[Problem details]: Transcribe the data below verbatim, from the line that contains "flooring in the photo above." up to and including the last line of the data.

[Rows]:
============================================================

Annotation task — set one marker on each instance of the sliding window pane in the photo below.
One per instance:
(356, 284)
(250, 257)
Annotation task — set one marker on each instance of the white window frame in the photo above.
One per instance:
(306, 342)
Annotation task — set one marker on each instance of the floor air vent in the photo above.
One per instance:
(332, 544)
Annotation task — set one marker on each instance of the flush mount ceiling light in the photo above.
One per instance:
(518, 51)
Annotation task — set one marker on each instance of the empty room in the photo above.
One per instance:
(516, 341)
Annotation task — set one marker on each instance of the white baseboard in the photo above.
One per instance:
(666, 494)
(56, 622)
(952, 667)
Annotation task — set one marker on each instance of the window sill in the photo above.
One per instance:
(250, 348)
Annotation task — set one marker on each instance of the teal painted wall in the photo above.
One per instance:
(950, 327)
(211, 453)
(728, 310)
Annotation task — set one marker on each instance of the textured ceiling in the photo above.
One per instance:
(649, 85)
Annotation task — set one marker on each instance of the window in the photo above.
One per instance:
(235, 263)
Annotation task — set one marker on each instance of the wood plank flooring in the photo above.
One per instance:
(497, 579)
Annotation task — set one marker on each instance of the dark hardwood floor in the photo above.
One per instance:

============================================================

[Output of the exercise]:
Annotation task — set one marker on each instance of the wood plank flooring in the photo above.
One per instance:
(497, 579)
Annotation task — set one marker on each instance of the dark hardwood floor in the photo above.
One per instance:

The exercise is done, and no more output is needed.